Task details. Read the data that follows. Then repeat it exactly.

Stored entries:
####
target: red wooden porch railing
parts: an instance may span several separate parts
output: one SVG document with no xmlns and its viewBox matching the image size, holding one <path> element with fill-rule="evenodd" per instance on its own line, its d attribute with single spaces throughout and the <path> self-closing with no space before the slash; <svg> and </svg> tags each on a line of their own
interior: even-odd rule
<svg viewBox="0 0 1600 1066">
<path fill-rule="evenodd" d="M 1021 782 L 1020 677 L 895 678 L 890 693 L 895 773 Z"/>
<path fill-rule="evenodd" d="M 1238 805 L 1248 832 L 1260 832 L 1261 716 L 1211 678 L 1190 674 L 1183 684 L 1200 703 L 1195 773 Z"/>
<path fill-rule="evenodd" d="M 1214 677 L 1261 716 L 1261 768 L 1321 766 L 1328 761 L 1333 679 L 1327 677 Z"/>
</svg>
####
Expected answer.
target: red wooden porch railing
parts: an instance may span several separate parts
output: one SVG document with no xmlns and its viewBox matching the image size, holding one <path> element with fill-rule="evenodd" per instance on its own line, its d attribute with single spaces throughout and the <path> self-closing with no space before the slash; <svg> and </svg> tags each on a line of their own
interior: even-odd rule
<svg viewBox="0 0 1600 1066">
<path fill-rule="evenodd" d="M 1021 782 L 1020 677 L 895 678 L 890 693 L 895 773 Z"/>
<path fill-rule="evenodd" d="M 1238 805 L 1248 832 L 1260 832 L 1261 716 L 1211 678 L 1190 674 L 1183 684 L 1200 703 L 1195 773 Z"/>
<path fill-rule="evenodd" d="M 1214 677 L 1261 716 L 1261 768 L 1321 766 L 1328 761 L 1333 679 L 1327 677 Z"/>
</svg>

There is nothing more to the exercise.